EXERCISE MATERIAL:
####

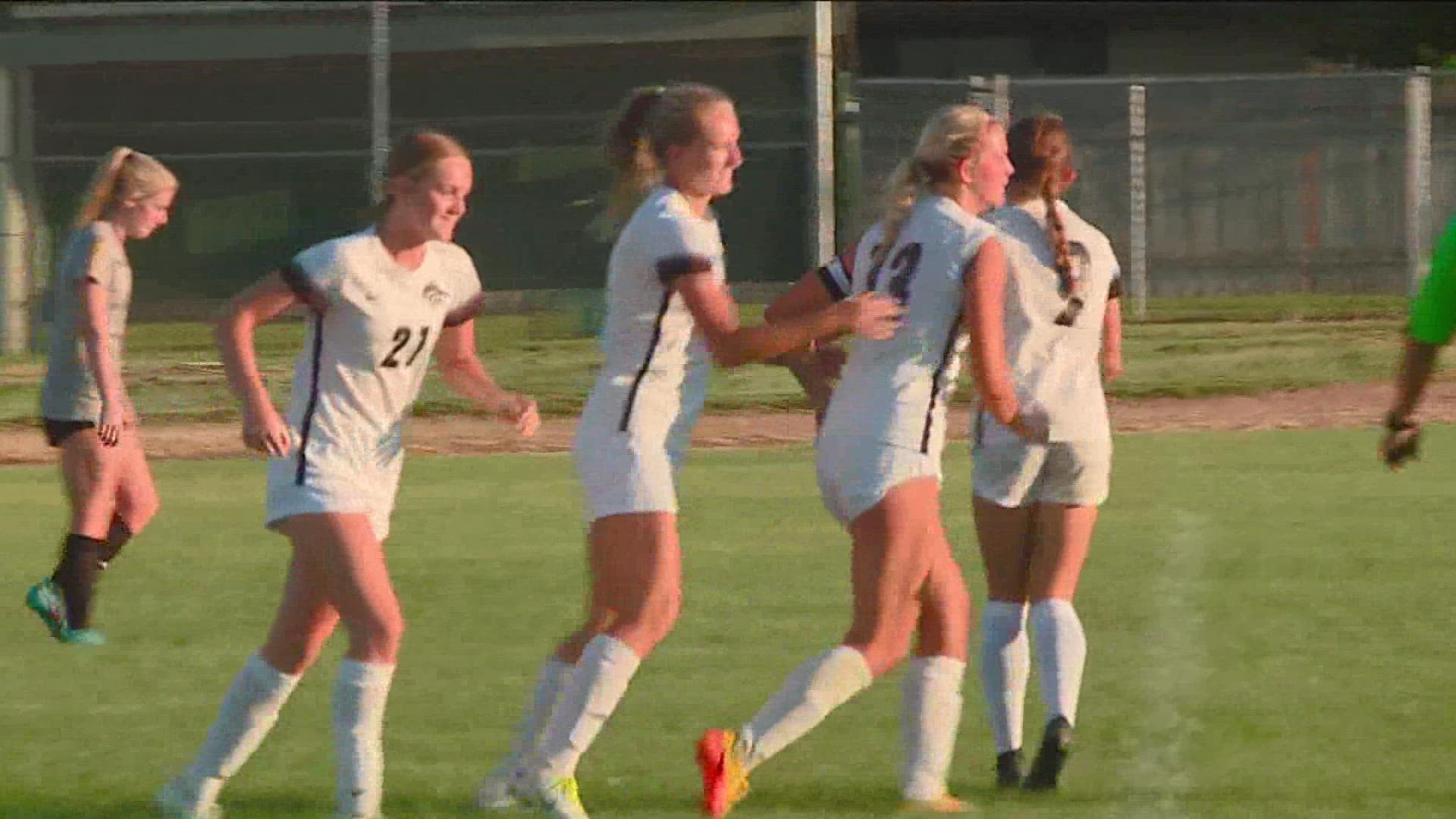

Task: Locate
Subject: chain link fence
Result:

####

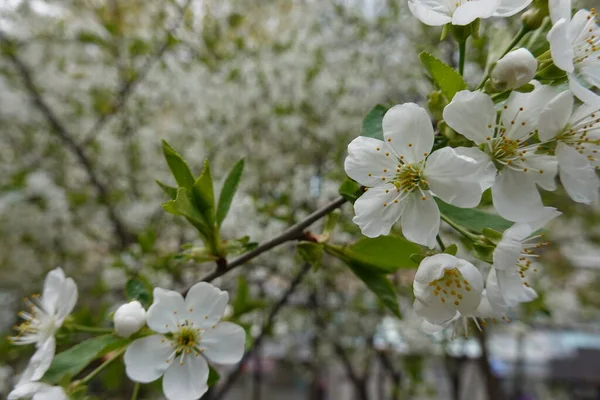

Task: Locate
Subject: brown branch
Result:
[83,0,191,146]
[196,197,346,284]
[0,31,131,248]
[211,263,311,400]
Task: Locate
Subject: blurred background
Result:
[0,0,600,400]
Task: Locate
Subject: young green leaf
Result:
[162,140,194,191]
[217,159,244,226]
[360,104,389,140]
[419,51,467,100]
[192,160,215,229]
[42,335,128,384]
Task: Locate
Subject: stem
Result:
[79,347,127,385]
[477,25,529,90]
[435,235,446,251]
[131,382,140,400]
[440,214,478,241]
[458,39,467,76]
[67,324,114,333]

####

EXERCISE PROMPT:
Pick out every line in the material above that contains the word "Subject" and copy each of those lines.

RESPONSE:
Subject: chain link fence
Subject: brown branch
Subject: blurred background
Subject: young green leaf
Subject: stem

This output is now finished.